TEXT SEGMENT
------------

Harlem Council Member Yusef Salaam pulls out of Mayor Adams’ police ride-along after getting stopped by cop

Harlem City Council Member Yusef Salaam
Harlem City Council Member Yusef Salaam says he was stopped by police on Jan. 26, but they refused to explain why.
Emil Cohen/NYC Council Media Unit

Harlem City Council Member Yusef Salaam abruptly pulled out of his planned participation in a police ride-along Saturday night, at Mayor Eric Adams’ invitation, after he says police stopped him Friday and refused to explain why.

The episode occurred just days before Salaam and the City Council are scheduled to take a vote to override Mayor Adams’ veto of the How Many Stops Act, legislation that would require NYPD officers to document certain interactions with the public — something proponents see as essential to accountability and ending racial profiling, and the mayor sees as a bureaucratic stranglehold on cops.

Police confirmed the stop and released bodycam video of the incident. The NYPD said the vehicle Salaam driving had out-of-town paper plates and tinted windows, violations which contributed to the stop — though no summonses were issued. 

Salaam, a progressive elected official who won the 9th District seat last year, was one of the “Exonerated Five,” previously known as the “Central Park Five,” a group of youths wrongfully accused and convicted of raping a jogger in 1989. After having his name cleared and being freed from prison, Salaam went on to become an advocate for criminal justice reform, serving on the board of the Innocence Project, a nonprofit working to overturn wrongful convictions across America.

But on Friday night, the lawmaker says he was riding along with his family through Harlem when he was suddenly pulled over by officers in the 28th Precinct.

“I introduced myself as Councilman Yusef Salaam, and subsequently asked the officer why I was pulled over,” Salaam said in a Jan. 27 statement. “Instead of answering my question, the officer stated, ‘We’re done here,’ and proceeded to walk away.”

Ironically, the stop happened, according to a Politico reporter, while Salaam was on a call with other City Council members and the New York Civil Liberties Union regarding police stops.

How Many Stops Act interaction
A police officer issues a summons during an interactionPhoto by Dean Moses

The brief encounter, Salaam indicated, served as an example of the type of encounters the NYPD would be required to document if the How Many Stops Act becomes law. Currently, there is no mechanism requiring any officer to provide details about such encounters, which proponents of the bill say helps racial profiling to go unabated.

------------

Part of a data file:
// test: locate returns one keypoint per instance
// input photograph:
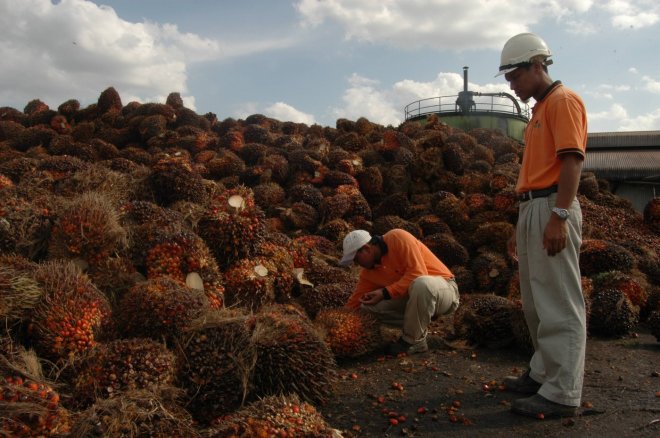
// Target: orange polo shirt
(558, 126)
(406, 259)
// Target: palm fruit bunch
(304, 248)
(612, 313)
(159, 308)
(285, 343)
(629, 285)
(114, 276)
(652, 214)
(174, 179)
(251, 283)
(233, 225)
(485, 319)
(137, 413)
(316, 298)
(19, 294)
(349, 332)
(282, 261)
(25, 224)
(71, 316)
(31, 408)
(121, 365)
(491, 272)
(216, 364)
(87, 228)
(653, 322)
(447, 248)
(184, 256)
(274, 416)
(597, 255)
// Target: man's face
(521, 82)
(365, 257)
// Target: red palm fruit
(72, 314)
(158, 308)
(277, 416)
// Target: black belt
(533, 194)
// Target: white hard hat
(520, 49)
(352, 243)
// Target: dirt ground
(455, 390)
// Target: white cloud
(76, 49)
(441, 24)
(651, 85)
(285, 112)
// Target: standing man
(402, 283)
(549, 232)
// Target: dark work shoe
(538, 406)
(523, 384)
(402, 346)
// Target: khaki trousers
(427, 297)
(553, 303)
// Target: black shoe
(402, 346)
(522, 385)
(540, 407)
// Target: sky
(315, 61)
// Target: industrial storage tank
(470, 109)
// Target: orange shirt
(558, 126)
(406, 259)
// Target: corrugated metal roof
(624, 165)
(631, 139)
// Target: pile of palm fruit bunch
(126, 230)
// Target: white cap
(352, 243)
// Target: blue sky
(314, 61)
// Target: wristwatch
(561, 212)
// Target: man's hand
(373, 297)
(555, 235)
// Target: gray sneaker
(538, 406)
(402, 346)
(522, 385)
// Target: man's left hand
(373, 297)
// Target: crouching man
(402, 283)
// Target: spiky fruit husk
(300, 216)
(275, 416)
(19, 293)
(159, 308)
(304, 248)
(612, 313)
(285, 346)
(323, 296)
(282, 261)
(652, 214)
(485, 319)
(217, 362)
(87, 228)
(173, 179)
(122, 365)
(72, 315)
(232, 232)
(447, 249)
(137, 413)
(349, 332)
(31, 408)
(114, 276)
(492, 236)
(602, 256)
(251, 283)
(627, 284)
(653, 323)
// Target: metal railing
(501, 103)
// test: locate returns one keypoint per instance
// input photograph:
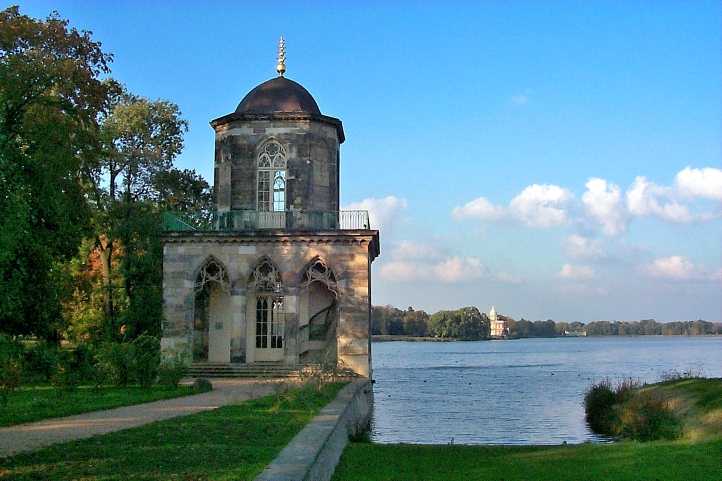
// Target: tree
(51, 97)
(141, 138)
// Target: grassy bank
(230, 443)
(696, 455)
(37, 403)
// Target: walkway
(31, 436)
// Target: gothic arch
(318, 270)
(265, 276)
(211, 270)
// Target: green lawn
(36, 403)
(628, 461)
(230, 443)
(697, 456)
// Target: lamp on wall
(277, 295)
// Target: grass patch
(230, 443)
(697, 455)
(37, 403)
(627, 461)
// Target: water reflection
(526, 391)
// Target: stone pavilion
(277, 275)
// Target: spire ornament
(281, 66)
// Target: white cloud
(413, 250)
(479, 208)
(646, 198)
(603, 203)
(541, 205)
(580, 273)
(413, 261)
(706, 182)
(383, 211)
(580, 247)
(679, 268)
(449, 270)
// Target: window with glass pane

------------

SHORT EXERCISE 1
Decide whether each statement agrees with the article on Yusef Salaam's police stop, answering yes or no and quoting the deciding words of the article. (a) Police issued summonses during the stop. (b) Salaam won the 9th District seat last year. (c) The officers who stopped him were from the 28th Precinct.
SHORT EXERCISE 2
From the article on Yusef Salaam's police stop, return the passage starting with "Harlem Council Member" and going on through "they refused to explain why.".
SHORT EXERCISE 3
Answer these questions using the article on Yusef Salaam's police stop.
(a) In what year was the jogger raped?
(b) According to the NYPD, what did the vehicle Salaam was driving have?
(c) Who reported that Salaam was on a call about police stops when he was pulled over?

RIGHT ANSWER 1
(a) No: "though no summonses were issued."
(b) Yes: "who won the 9th District seat last year"
(c) Yes: "pulled over by officers in the 28th Precinct."

RIGHT ANSWER 2
Harlem Council Member Yusef Salaam pulls out of Mayor Adams’ police ride-along after getting stopped by cop

Harlem City Council Member Yusef Salaam
Harlem City Council Member Yusef Salaam says he was stopped by police on Jan. 26, but they refused to explain why.

RIGHT ANSWER 3
(a) 1989
(b) Out-of-town paper plates and tinted windows
(c) A Politico reporter